> SUPPLIED TEXT
The order of the ring: assembly of Escherichia coli cell division components



Topological cues appear to override temporal events in the assembly of the Escherichia coli cell division ring. When a procedure that allows the recruitment of ring components based on their topological properties is used, a concerted mode of assembly of several components of the divisome, rather than a strict linear mode, is revealed. Three multimolecular complexes, the proto-ring, the periplasmic connector and the peptidoglycan factory, show some degree of concertation for their assembly. In addition, back-recruitment of all late proteins except FtsN into the division ring occurs even in the absence of proteins incorporated at earlier stages, i.e. FtsA or FtsQ.


Ten essential proteins must assemble at the midcell to form a division ring for an Escherichia coli cell to divide (revised in Vicente et al., 2006). All of them interact with at least one other member of the group. How these proteins find their place into the divisome has been investigated by making extensive use of mutants and fusions to fluorescent proteins. The results of these studies have led to the proposal that the E. coli divisome components are recruited in a hierarchical linear order (Fig. 1A; Buddelmeijer and Beckwith, 2002).

Figure 1.

> EXTRACTED ENTRIES
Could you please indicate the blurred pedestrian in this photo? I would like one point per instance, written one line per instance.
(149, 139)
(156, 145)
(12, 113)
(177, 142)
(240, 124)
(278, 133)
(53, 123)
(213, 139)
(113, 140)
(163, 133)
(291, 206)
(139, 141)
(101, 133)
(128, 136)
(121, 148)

> EXERCISE GOAL
Decide whether each statement below agrees with the text on Escherichia coli division ring assembly, answering yes or no and quoting the deciding words. 1. Ten essential proteins must assemble at the midcell for an E. coli cell to divide. 2. FtsN is back-recruited into the division ring even when FtsA or FtsQ is absent. 3. The topological procedure reveals a strict linear mode of assembly.

> WRITTEN ANSWER
1. Yes: "Ten essential proteins must assemble at the midcell to form a division ring for an Escherichia coli cell to divide"
2. No: "back-recruitment of all late proteins except FtsN into the division ring occurs even in the absence of proteins incorporated at earlier stages"
3. No: "a concerted mode of assembly of several components of the divisome, rather than a strict linear mode, is revealed"